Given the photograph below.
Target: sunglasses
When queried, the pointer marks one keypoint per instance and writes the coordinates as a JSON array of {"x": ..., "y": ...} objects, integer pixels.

* * *

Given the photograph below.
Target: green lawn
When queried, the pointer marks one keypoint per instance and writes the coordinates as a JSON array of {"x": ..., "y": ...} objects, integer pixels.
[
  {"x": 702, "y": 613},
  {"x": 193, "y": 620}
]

**Work item:** Copy out all lines of the material containing the word "Target".

**Problem solution:**
Target: sunglasses
Target: green lawn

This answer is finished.